DANTE VS ZOMBIES: MAYBE I’M NUTS
gina clyne
Watching Dante Vs Zombies play is like an inner out-of-body experience. Dante White Aliano, the head and the heart of DVZ, does rain dances on stage and happily frustrates people who want to put this six-person music machine into some sort of definite genre. They can’t! With members from many of the other bands sharing the roster on their new label, Neurotic Yell—including Jail Weddings and Raw Geronimo—Dante Vs Zombies fill that space in L.A. music previously occupied by bands like Sparks, Deadbeats and Suburban Lawns, who smashed out ferociously iconoclastic songs that matched perfectly only the bizarre soundscapes inside their own minds. I sat down with a bowl of vegetarian chili, a few bottles of beer and Dante himself. This interview by Frankie Alvaro.
What goes on in the mind of Dante?
I’m quite dilettante-ish, probably to a fault. Throughout my life, competing with my would-be utter focus on music has been … writing prose, botany, the occult, various spiritual quests and their opposite—like aggressive atheism—and writing films, editing, production design, acting, sculpture, modern dance, linguistics, hiking, trying really hard to care about sports, trying really hard to have a conspiracy-theory-free interest in politics, emoticons … you name it. Maybe I’m nuts.
Is there any sort of specific mindset or specific process that you need to be in or use to write a song for Dante Vs Zombies?
I have to be in a situation in which even the most ridiculous ideas are worth getting excited about, and that can be achieved through any variety of methods. That kind of overall excessive enthusiasm helps a lot. I talk to myself a lot. I’ll start talking to myself in ridiculous accents that oppose each other and something will have a rhythm to it and it will lead to a song. Laena [Geronimo, bass/violin/vocals]’s and Jada [Wagensomer, bass/vocals]’s cats are really inspiring to me. Pretty much everything they do seems to be from the point-of-view of this absurd eccentric specific kind of character. I find myself—without thinking about it or analyzing it—attempting to express myself from their point-of-view quite a bit. Most of my songs have probably been initially from a cat’s point-of-view and it just gets altered slightly so as not make it so cutesy. I started making up songs for my cats to sing at the age of 8. My brother would sing them with me. When I had a childhood crush on a girl at a PTA potluck or what have you, I would often convince my younger brother to approach her and sing the song to her while I followed several paces behind until the girl hated us both. Sorry, Tobin.
I had a cat that died. I blamed it on myself for years. I thought I could never have another pet because my heart was so broken. Have you ever felt a connection like this with a cat? Or pet? Warm my heart here!
I have felt many connections like this with many cats. Molly, Rufus, Oliver, Ferrari, Tasha, Lula, Vladmir, Max, Warm Soft Moon, Pam, Penelope, Jasper, Foot Foot. You oughta see Jeff [Ehrenberg, drums] and his cat Sam together. I can’t pick a favorite. They are like people to me. The sweetest thing I’ve ever done for a cat would probably be the time that I found one that had been hit by a car in the middle of the road. As far as I could tell, her ribs had been badly shattered and she would not live another day. I didn’t know what to do. I took her home and put her in a spare room on a blanket next to a dish of food and water with some soft classical music playing. She couldn’t move at all. I named her Honey and whispered loving things to her. I also made flyers and put them up around town so as to give her real family a chance to claim her. Something very strange happened. Within a few days, she was walking and jumping up on my bed, purring and meowing! Either I had completely misdiagnosed her injuries—But her body was completely warped! She’d been hit by a car!—or some miracle occurred. And I’m a skeptical guy. Her family saw the flyers, called me and identified her. As a reward they gave me a gift certificate to a sports bar-slash-barbecue restaurant. I believe I ordered the ribs.

DIRECTIONS =>
A – Answer these questions about the Dante Vs Zombies interview:
(i) What is the name of the band's new label?
(ii) At what age did Dante start making up songs for his cats to sing?
(iii) What did Honey's family give Dante as a reward?
B – Rewrite the stretch of the Dante Vs Zombies interview from "DANTE VS ZOMBIES: MAYBE" through "by Frankie Alvaro.", replacing "vegetarian chili" with "black bean soup".
C – Continue the Dante Vs Zombies interview, starting after its final sentence.

A block of data =>
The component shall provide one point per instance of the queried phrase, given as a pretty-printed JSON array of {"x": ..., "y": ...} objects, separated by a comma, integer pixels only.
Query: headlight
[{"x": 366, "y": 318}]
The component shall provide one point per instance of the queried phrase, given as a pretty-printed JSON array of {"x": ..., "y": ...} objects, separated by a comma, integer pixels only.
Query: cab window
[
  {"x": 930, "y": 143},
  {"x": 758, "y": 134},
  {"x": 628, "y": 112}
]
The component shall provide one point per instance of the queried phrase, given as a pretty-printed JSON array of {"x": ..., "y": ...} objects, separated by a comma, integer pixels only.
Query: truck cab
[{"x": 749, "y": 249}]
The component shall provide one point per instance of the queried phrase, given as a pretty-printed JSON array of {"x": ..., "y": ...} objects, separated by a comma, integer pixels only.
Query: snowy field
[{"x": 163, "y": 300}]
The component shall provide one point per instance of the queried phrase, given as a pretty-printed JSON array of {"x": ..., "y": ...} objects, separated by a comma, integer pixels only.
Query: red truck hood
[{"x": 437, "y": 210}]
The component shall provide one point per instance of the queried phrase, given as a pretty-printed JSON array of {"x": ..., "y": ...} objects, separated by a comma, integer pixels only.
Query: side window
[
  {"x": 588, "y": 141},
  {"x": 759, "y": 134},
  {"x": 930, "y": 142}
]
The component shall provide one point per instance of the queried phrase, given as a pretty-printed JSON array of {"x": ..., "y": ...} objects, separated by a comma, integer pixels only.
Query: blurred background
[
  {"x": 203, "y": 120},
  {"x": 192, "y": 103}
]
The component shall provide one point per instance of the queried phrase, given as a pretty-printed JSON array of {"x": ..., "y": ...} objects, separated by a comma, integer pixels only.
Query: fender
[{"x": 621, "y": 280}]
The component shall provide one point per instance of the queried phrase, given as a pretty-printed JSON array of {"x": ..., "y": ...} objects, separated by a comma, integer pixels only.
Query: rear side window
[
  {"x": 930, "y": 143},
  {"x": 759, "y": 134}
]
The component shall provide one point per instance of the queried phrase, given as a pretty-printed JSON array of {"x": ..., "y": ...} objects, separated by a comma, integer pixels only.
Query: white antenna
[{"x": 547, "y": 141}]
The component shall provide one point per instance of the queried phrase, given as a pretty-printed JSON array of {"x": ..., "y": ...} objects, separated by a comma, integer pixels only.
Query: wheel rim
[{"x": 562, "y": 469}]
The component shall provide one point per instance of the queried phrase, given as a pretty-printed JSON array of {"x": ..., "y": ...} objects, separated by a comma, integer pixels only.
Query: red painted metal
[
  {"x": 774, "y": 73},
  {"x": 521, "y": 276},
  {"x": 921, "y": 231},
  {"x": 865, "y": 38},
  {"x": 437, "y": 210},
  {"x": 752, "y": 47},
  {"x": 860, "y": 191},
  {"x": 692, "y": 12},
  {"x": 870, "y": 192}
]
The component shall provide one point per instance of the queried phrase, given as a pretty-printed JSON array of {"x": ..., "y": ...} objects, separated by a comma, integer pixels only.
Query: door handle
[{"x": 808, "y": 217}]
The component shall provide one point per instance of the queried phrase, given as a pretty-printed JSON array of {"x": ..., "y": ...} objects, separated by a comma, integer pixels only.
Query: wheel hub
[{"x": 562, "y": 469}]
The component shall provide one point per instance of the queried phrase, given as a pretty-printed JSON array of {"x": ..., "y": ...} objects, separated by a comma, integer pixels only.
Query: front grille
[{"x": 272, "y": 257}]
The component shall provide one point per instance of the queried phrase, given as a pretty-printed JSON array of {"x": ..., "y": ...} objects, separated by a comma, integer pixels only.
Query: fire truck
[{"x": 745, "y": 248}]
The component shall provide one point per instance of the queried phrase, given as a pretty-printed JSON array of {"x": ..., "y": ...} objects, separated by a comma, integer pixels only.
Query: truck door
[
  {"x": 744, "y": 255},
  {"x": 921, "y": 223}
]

THE RESPONSES =>
A –
(i) Neurotic Yell
(ii) At the age of 8
(iii) A gift certificate to a sports bar-slash-barbecue restaurant

B –
DANTE VS ZOMBIES: MAYBE I’M NUTS
gina clyne
Watching Dante Vs Zombies play is like an inner out-of-body experience. Dante White Aliano, the head and the heart of DVZ, does rain dances on stage and happily frustrates people who want to put this six-person music machine into some sort of definite genre. They can’t! With members from many of the other bands sharing the roster on their new label, Neurotic Yell—including Jail Weddings and Raw Geronimo—Dante Vs Zombies fill that space in L.A. music previously occupied by bands like Sparks, Deadbeats and Suburban Lawns, who smashed out ferociously iconoclastic songs that matched perfectly only the bizarre soundscapes inside their own minds. I sat down with a bowl of black bean soup, a few bottles of beer and Dante himself. This interview by Frankie Alvaro.

C –
Do you have any musical idols?
No one is coming to mind, which is a little embarrassing. I feel that everyone deals with different challenges based on where they’re from, and who they are, and who they know. If someone’s achieved all of these things on one level it doesn’t really feel like it applies to me in the sense where I can emulate this and do the same thing. It’s been proven recently that free will is an illusion so both pride and shame are pretty much irrelevant. There’s no point in being envious of anybody and no point of being proud of your own achievements, so everyone should just feel good about everything and be compassionate towards the people that hurt them. It has nothing to do with religion. It has to do with science. So fuck off. Not you—the people that are judging what I just said!
You’ve been a musician for a long time. Do you feel evolution in your music? Do you feel you are still making strides?
I feel like you might have on one hand a music critic or scholar who’s trying to watch the progress of music from afar—they might see various things happening, like it went from marching band to ragtime to big band to be-bop to rock ‘n’ roll—you know whatever, that’s fine. But as far as musicians are concerned, it’s not about how do we go from this genre to this genre. It’s about ‘How do I get these fucking sounds in my head to be objective so that everyone can understand them and appreciate them?’ And it’s the same whether it’s James Brown or Iggy Pop or Nick Cave or Mr. Gaga or whatever his name is, so in that sense I completely understand the idea of struggling against preconceived notions. But it’s always really been about … how does someone get this idea out of themselves so it’s not an abstract thing? So it’s a reality? It’s on a record, which then influences a bunch of other musicians and then it becomes less of an abstract idea in someone’s head.
John Lennon said that when he wrote ‘In My Life,’ that was the very first song that actually made him consider himself to be an actual songwriter. Was there a song that did that for you?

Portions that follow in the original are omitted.